* Document section:

Wade Clark Roof, Mark Silk, eds. Religion and Public Life in the Pacific Region: Fluid Identities. Lanham: Altamira Press, 2005. 197 pp. $19.95 (paper), ISBN 978-0-7591-0639-0.
Reviewed by Sara Patterson (Loyola Marymount University, Los Angeles)
Published on H-Amstdy (March, 2006)
Pluralism and Fluidity in the American West
The authors and editors of Religion and Public Life in the Pacific Region: Fluid Identities seek to illuminate the intricate relationships between religion and politics in California, Nevada, and Hawaii. This collection is the seventh of eight volumes that examine the variations in religion's effect on public life from region to region across the United States. This unique and far-reaching series is a project of the Leonard E. Greenberg Center for the Study of Religion in Public Life at Trinity College in Hartford, Connecticut. The Center designed the series to move scholarly discussion beyond the usual narratives that reduce religion in the United States to "a series of monochrome portraits of the spiritual state of the union, of piety along the Potomac, of great events or swings of mood that raise or lower the collective religious temperature" (p. 5). Instead, the series teases out the mini-narratives that inform and enliven the history of each region of the United States, demonstrating the true complexity of religion in America.

* Your tasks:
#1 Copy the book review word for word from "Wade Clark Roof, Mark" to "University, Los Angeles)".
#2 Translate this sentence from the book review into Spanish: "This collection is the seventh of eight volumes that examine the variations in religion's effect on public life from region to region across the United States."

* Given material:
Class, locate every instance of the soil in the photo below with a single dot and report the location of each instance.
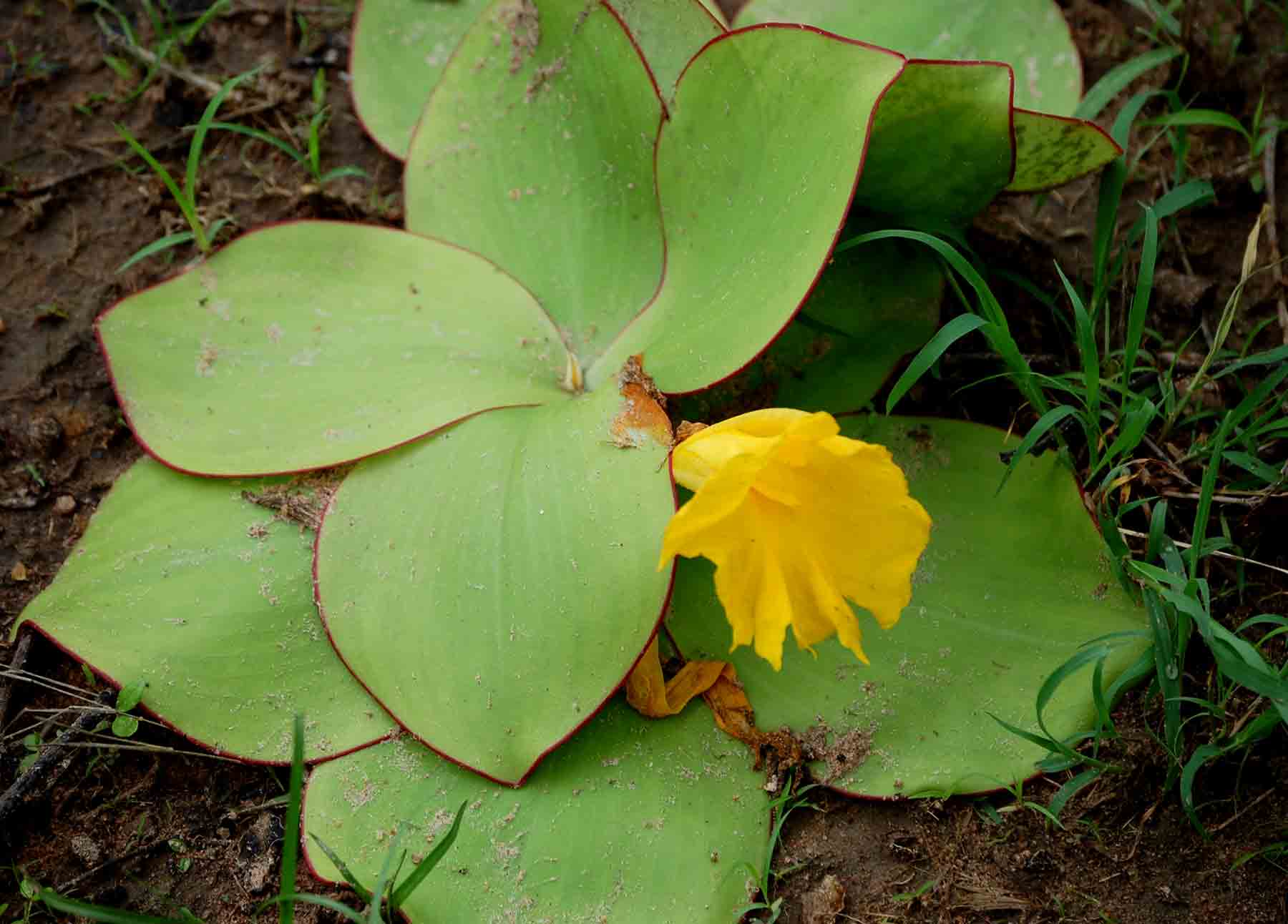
(156, 827)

* Exercise solutions:
#1
Wade Clark Roof, Mark Silk, eds. Religion and Public Life in the Pacific Region: Fluid Identities. Lanham: Altamira Press, 2005. 197 pp. $19.95 (paper), ISBN 978-0-7591-0639-0.
Reviewed by Sara Patterson (Loyola Marymount University, Los Angeles)

#2 Esta colección es el séptimo de ocho volúmenes que examinan las variaciones en el efecto de la religión sobre la vida pública de una región a otra en todo Estados Unidos.